Repeat each entry in full, exactly.

————

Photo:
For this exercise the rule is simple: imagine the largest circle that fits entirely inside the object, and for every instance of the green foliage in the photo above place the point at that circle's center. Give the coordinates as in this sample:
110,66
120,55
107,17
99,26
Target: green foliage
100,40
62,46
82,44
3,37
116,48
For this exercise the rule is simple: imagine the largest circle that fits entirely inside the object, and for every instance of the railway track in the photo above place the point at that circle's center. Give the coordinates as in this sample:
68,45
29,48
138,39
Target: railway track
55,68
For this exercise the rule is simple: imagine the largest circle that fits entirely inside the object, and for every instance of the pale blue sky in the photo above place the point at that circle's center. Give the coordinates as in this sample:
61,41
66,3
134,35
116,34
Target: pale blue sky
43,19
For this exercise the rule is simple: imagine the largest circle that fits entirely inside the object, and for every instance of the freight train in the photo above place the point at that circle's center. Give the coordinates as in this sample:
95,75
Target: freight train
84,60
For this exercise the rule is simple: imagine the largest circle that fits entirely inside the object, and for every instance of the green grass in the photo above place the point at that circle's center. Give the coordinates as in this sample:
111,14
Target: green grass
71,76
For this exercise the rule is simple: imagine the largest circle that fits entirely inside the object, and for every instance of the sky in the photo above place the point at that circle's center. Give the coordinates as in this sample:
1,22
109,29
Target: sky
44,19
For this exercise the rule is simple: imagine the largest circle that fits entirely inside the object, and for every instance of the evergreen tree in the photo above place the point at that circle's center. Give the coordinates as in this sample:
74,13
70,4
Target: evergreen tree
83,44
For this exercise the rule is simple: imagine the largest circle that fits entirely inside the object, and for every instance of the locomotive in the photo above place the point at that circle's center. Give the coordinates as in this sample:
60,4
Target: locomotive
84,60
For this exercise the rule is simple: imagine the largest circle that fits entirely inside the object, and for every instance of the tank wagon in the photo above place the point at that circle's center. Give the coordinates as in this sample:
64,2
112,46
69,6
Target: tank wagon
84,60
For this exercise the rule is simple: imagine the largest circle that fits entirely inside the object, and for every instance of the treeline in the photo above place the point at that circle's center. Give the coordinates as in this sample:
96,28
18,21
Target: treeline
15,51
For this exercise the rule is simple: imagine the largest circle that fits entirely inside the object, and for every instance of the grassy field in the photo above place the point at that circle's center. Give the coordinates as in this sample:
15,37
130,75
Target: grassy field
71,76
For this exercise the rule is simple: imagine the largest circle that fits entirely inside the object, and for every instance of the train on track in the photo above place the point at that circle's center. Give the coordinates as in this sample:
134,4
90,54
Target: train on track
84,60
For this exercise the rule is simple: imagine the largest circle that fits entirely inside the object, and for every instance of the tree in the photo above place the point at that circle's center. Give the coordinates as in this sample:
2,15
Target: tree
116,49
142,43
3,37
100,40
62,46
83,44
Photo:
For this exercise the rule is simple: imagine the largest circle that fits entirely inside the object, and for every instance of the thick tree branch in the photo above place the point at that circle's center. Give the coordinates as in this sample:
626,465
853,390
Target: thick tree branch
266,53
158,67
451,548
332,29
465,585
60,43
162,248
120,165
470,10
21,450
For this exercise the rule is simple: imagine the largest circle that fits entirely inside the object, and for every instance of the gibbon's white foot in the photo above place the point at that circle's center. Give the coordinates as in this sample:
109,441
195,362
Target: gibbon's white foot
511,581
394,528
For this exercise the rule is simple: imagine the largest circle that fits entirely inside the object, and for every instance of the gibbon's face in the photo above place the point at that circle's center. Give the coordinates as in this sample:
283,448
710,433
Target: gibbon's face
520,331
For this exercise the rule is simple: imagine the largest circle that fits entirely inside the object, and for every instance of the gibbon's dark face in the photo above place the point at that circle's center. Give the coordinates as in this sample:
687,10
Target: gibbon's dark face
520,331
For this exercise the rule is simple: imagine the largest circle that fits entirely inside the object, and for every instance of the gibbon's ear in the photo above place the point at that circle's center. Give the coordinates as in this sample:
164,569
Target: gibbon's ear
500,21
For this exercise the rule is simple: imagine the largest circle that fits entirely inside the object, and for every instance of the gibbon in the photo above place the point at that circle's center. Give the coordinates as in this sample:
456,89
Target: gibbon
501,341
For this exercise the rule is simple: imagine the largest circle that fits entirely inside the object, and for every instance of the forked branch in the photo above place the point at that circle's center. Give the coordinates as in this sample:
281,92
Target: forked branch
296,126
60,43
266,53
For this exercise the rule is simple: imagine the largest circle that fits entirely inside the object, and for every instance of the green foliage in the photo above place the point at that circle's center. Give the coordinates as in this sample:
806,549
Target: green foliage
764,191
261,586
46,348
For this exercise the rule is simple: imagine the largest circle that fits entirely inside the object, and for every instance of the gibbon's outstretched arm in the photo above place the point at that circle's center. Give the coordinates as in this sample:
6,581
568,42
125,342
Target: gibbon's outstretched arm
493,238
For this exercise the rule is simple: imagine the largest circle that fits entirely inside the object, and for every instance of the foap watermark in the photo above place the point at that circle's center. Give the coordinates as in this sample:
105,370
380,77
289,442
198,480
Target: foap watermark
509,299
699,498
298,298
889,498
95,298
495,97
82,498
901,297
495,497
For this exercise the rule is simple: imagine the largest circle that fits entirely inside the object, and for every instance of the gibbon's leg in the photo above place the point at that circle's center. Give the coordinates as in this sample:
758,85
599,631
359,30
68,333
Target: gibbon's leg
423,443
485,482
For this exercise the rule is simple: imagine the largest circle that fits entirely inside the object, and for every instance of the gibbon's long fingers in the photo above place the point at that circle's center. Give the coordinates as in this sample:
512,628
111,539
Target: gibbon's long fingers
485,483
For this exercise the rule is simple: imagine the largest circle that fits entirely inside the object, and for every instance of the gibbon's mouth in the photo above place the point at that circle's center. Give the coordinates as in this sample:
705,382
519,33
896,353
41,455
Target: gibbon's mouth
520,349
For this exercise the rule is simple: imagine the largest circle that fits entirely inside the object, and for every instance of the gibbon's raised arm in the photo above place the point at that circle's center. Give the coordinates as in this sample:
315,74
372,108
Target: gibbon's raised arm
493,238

————

● The answer
Photo:
For this exercise the rule is simple: imagine the largest circle that fits entirely inside the object, and for every instance of the green foliage in the photo above place the point at that circle's center. Give the coordinates as in this sample:
110,66
120,55
107,17
99,26
Target: green foliage
100,40
62,46
82,44
3,37
116,48
For this exercise the rule is simple: imagine the largest circle that fits entirely inside the object, and for every instance of the railway track in the photo above place the point at that circle's center. Give the coordinates as in this sample:
68,45
29,48
138,39
Target: railway track
55,68
For this exercise the rule is simple: imagine the largest circle that fits entirely inside the object, and for every instance of the pale blue sky in the photo above place the point at that circle's center. Give the coordinates as in this sample:
61,41
66,3
134,35
116,34
Target: pale blue sky
43,19
For this exercise the rule is simple: imagine the largest circle that fits entirely inside the object, and for every instance of the freight train in the photo above place the point at that circle's center. Give the coordinates as in this sample:
95,75
Target: freight train
84,60
For this exercise the rule is simple: imagine the largest circle that fits entirely inside the object, and for every instance of the green grass in the photo above place the point at that circle's center. Give the coordinates as in this sample:
111,14
Target: green grass
71,76
For this exercise the rule is simple: imagine the largest circle that fits entirely inside the object, and for every instance of the sky in the photo above place the point at that circle's center. Give the coordinates as in this sample:
1,22
109,29
Target: sky
44,19
For this exercise the rule is simple: imagine the largest circle that fits entirely inside the object, and for every instance of the evergreen tree in the photo above place the point at that circle's center. Give the coordinates as in this sample:
74,13
70,4
Target: evergreen tree
83,44
For this exercise the rule is simple: imagine the largest circle that fits entirely inside the object, and for every instance of the locomotive in the photo above place the point at that circle's center. Give the coordinates as in this sample:
60,4
Target: locomotive
84,60
For this exercise the rule is simple: imagine the largest circle that fits entirely inside the object, and for every instance of the tank wagon in the photo above place the point at that circle's center. Give the coordinates as in this sample:
64,2
112,46
69,6
Target: tank wagon
84,60
For this exercise the rule is simple: imagine the largest circle that fits entirely inside the object, and for every instance of the treeline in the photo above place the point at that circle's center. Give the coordinates as in this sample:
96,28
18,21
Target: treeline
15,51
For this exercise the rule is simple: imagine the largest circle that fits entirely inside the object, and for every instance of the grassy field in the photo above place the point at that circle's center. Give the coordinates as in this sample:
15,37
130,75
Target: grassy field
71,76
For this exercise the rule is simple: imagine the largest circle that fits entirely inside the object, and for every instance of the train on track in the photo above place the point at that circle's center. Give the coordinates as in this sample:
134,4
90,54
Target: train on track
84,60
For this exercise the rule is simple: imagine the largest circle that fits entirely inside the object, and for every instance of the tree in the photo above place the point at that circle's center. Give the coordinates as in this sample:
2,15
Target: tree
116,49
142,43
3,37
100,40
62,46
83,44
Photo:
For this exercise the rule is simple: imagine the largest circle that fits entirely inside the object, and for every instance of the thick tree branch in the photo above place the point at that circle's center. Give the coordinates as in this sample:
626,465
853,390
Target: thick tree branch
266,53
158,67
451,548
332,29
465,585
60,43
162,248
120,165
470,10
21,450
For this exercise the rule is simple: imagine the largest circle that fits entirely inside the object, and for every instance of the gibbon's white foot in the photo above place the point at that circle's center. Give the coordinates as in this sample:
109,441
195,362
Target: gibbon's white foot
511,581
394,528
For this exercise the rule is simple: imagine the largest circle that fits entirely inside the object, and for every instance of the gibbon's face in the photo above place the point at that circle's center. Give the coordinates as in this sample:
283,448
710,433
Target: gibbon's face
520,331
For this exercise the rule is simple: imagine the largest circle that fits entirely inside the object, and for every instance of the gibbon's dark face in the photo above place the point at that circle's center. Give the coordinates as in this sample:
687,10
Target: gibbon's dark face
520,331
For this exercise the rule is simple: imagine the largest circle that fits entirely inside the object, and for every instance of the gibbon's ear in the photo above place the point at that circle's center. Give the coordinates as in this sample:
164,569
Target: gibbon's ear
500,21
For this exercise the rule is simple: imagine the largest circle that fits entirely inside the object, and for every instance of the gibbon in the photo above place the point at that circle's center. Give the coordinates as in this sample:
456,89
Target: gibbon
501,341
For this exercise the rule is simple: imagine the largest circle that fits entirely inside the object, and for every instance of the forked branch in the photo above place the point at that circle's center. Give the coordinates as in this sample:
281,92
Target: forked branch
296,126
60,43
266,53
For this exercise the rule is simple: imagine the largest circle that fits entirely inside the object, and for every instance of the green foliage in the photo above place the point at that circle's center. Give the coordinates as in this sample:
806,549
Target: green foliage
764,191
261,586
46,348
For this exercise the rule is simple: imagine the largest circle that fits entirely inside the object, and for every instance of the gibbon's outstretched arm in the photo above place the point at that circle's center. Give the coordinates as in this sample:
6,581
568,42
125,342
Target: gibbon's outstretched arm
493,238
For this exercise the rule is simple: imagine the largest circle that fits entirely inside the object, and for every instance of the foap watermark in the photo above place the point at that circle's center. Give the coordinates as in this sample:
105,370
380,77
289,442
198,480
Target: foap watermark
509,299
699,498
298,298
889,498
95,298
495,97
82,498
901,297
495,497
For this exercise the rule is simple: imagine the largest circle that fits entirely inside the object, and for every instance of the gibbon's leg in the photo above place the point at that circle's center. Give the coordinates as in this sample:
758,85
599,631
359,30
68,333
Target: gibbon's leg
423,443
485,482
For this exercise the rule is simple: imagine the largest circle that fits entirely inside the object, and for every instance of the gibbon's long fingers in the photo above place the point at that circle's center. Give the coordinates as in this sample:
512,628
111,539
Target: gibbon's long fingers
485,483
For this exercise the rule is simple: imagine the largest circle that fits entirely inside the object, and for every instance of the gibbon's mouth in the photo above place the point at that circle's center. Give the coordinates as in this sample:
705,382
519,33
896,353
41,455
Target: gibbon's mouth
520,349
For this exercise the rule is simple: imagine the largest circle that fits entirely inside the object, and for every instance of the gibbon's raised arm in the photo above place the point at that circle's center. Give the coordinates as in this sample:
315,74
372,108
Target: gibbon's raised arm
493,238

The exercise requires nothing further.